Exercise data
********
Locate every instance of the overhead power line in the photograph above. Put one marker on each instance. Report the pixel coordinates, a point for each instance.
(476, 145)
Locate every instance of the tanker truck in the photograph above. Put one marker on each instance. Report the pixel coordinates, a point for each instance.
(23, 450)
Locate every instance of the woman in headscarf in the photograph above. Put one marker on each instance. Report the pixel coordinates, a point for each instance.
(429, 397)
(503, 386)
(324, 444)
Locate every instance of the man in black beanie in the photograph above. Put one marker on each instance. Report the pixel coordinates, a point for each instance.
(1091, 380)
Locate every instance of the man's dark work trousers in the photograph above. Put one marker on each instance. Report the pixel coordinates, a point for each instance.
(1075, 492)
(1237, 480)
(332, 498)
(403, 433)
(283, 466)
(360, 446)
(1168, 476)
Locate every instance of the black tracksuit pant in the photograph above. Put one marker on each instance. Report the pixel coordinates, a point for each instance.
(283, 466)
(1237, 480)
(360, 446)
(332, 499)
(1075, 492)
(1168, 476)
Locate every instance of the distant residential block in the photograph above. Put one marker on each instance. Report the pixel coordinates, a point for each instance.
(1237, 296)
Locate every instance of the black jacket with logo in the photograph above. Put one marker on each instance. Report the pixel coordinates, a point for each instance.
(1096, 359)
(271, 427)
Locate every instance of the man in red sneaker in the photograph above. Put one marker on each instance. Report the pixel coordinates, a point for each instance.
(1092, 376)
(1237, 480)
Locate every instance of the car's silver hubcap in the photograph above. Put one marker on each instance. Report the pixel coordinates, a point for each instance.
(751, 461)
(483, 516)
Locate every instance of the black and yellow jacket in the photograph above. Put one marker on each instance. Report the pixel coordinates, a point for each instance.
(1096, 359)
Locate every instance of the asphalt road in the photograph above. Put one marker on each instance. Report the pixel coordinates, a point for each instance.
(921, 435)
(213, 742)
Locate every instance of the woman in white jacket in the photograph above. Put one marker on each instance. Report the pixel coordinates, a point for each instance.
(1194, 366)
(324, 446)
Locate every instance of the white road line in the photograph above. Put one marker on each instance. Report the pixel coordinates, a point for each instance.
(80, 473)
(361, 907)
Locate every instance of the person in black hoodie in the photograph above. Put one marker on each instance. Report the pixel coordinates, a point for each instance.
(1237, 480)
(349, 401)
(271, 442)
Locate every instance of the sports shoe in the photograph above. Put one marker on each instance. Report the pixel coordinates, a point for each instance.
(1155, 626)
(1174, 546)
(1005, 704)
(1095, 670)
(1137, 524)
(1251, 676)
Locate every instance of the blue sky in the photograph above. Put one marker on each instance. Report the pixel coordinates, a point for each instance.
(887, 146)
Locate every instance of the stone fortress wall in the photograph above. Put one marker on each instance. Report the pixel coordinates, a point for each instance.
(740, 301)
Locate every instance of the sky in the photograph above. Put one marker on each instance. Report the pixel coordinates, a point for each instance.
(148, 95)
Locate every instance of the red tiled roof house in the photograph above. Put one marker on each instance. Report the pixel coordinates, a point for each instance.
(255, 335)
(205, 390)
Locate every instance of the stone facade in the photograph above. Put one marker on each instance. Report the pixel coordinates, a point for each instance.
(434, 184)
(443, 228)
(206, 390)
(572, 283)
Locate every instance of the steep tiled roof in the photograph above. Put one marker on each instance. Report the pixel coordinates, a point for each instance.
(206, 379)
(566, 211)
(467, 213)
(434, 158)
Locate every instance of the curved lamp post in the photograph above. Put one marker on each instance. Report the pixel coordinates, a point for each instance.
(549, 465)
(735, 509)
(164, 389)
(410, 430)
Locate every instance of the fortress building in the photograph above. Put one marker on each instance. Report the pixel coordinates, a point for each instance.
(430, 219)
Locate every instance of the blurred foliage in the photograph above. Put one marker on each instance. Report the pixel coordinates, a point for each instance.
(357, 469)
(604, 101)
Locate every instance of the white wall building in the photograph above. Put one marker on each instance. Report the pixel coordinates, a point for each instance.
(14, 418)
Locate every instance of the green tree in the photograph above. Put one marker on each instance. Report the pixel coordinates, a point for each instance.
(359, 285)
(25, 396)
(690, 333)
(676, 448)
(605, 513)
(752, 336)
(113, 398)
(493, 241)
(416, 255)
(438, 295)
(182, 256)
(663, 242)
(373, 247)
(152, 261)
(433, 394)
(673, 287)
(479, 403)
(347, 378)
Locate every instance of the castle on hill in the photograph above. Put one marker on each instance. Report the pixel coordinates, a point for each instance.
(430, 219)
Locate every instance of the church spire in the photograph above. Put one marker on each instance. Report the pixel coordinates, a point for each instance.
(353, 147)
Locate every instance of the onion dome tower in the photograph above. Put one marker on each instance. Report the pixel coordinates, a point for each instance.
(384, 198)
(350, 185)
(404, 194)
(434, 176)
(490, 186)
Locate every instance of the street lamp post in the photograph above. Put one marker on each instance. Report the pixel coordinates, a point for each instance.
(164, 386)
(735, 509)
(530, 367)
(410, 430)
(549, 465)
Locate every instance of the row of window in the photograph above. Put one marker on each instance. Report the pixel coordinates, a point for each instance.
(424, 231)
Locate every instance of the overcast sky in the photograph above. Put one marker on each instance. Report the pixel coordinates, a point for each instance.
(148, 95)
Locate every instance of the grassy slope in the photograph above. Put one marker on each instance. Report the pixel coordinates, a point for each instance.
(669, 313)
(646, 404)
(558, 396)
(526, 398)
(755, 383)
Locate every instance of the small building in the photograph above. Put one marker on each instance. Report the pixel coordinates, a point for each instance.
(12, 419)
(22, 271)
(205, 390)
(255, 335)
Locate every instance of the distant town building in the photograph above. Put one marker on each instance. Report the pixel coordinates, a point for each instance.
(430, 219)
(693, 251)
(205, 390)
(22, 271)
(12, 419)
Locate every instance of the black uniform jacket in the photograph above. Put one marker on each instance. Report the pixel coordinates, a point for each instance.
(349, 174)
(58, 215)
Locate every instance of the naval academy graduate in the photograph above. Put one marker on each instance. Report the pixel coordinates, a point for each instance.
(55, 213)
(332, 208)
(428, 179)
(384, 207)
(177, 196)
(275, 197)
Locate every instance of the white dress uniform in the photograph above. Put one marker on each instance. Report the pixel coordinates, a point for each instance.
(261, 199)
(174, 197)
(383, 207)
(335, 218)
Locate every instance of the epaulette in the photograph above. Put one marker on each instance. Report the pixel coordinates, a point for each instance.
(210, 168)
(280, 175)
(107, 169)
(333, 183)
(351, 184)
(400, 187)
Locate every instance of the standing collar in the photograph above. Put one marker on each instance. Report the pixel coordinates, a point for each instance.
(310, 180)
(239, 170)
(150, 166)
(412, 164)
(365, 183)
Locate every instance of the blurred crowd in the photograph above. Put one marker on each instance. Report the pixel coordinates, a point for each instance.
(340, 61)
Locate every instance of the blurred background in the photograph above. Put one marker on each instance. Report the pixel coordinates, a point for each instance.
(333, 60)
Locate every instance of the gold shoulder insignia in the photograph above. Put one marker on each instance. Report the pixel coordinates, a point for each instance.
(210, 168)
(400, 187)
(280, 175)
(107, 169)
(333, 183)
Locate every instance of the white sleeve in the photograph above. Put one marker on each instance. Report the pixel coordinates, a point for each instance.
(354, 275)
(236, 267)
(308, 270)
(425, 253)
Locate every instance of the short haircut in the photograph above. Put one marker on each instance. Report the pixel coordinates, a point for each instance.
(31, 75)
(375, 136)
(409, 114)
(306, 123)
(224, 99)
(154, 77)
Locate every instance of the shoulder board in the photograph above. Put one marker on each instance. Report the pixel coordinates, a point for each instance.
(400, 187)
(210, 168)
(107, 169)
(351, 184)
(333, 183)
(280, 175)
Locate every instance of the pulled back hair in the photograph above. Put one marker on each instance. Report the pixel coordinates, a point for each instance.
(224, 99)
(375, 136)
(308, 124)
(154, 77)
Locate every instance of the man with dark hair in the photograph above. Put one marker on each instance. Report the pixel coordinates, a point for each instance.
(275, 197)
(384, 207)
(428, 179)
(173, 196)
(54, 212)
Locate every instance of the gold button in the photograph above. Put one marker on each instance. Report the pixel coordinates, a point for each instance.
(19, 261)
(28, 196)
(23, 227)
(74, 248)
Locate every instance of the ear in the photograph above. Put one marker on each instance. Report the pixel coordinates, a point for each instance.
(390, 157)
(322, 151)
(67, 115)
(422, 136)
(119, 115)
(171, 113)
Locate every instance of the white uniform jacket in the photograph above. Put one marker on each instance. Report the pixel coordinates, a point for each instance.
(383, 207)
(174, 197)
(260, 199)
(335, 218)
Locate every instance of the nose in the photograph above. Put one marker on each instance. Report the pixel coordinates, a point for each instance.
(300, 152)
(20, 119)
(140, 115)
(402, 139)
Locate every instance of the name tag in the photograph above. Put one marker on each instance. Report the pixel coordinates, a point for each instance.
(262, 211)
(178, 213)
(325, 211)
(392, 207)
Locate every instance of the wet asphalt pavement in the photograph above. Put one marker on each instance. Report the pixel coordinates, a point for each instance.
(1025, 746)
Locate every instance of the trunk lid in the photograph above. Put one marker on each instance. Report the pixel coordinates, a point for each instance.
********
Given instruction
Beginning at the first line of the records and stopping after the line that contains "(1237, 296)", give those lines again with "tanker truck" swapped for "fuel tanker", leaving everything else unchanged.

Answer in full
Locate every instance of the overhead power line in the photograph above. Put one marker on each instance. Report the pixel coordinates, a point for each instance.
(476, 145)
Locate every instance of the fuel tanker in the photograph above. Put one marker on each instance. Report the pixel coordinates, a point for each instance.
(23, 450)
Locate every instance of the woman in headscarf in the photograph above. Put one marker on each instance. Report the pixel coordinates, a point for each instance.
(429, 397)
(503, 386)
(324, 444)
Locate every instance of the man in black beanie in the photograph above. Put one marker on each instance. Report the pixel coordinates, a point for each instance.
(1091, 380)
Locate every instance of the man's dark work trousers in the photograph above. Put one marker on each instance. Report the pixel coordinates, a point for each instance.
(1075, 492)
(1237, 480)
(332, 498)
(403, 433)
(283, 466)
(360, 446)
(1168, 476)
Locate every instance of the black tracksuit pant in the photograph above. Put one marker on each instance. Report the pixel coordinates, a point for each instance.
(283, 466)
(1237, 480)
(360, 446)
(332, 499)
(1075, 492)
(1168, 476)
Locate every instance of the distant residential block in the photograph above. Put one marker on each instance. Report the pixel coordinates, a point for each instance.
(1237, 296)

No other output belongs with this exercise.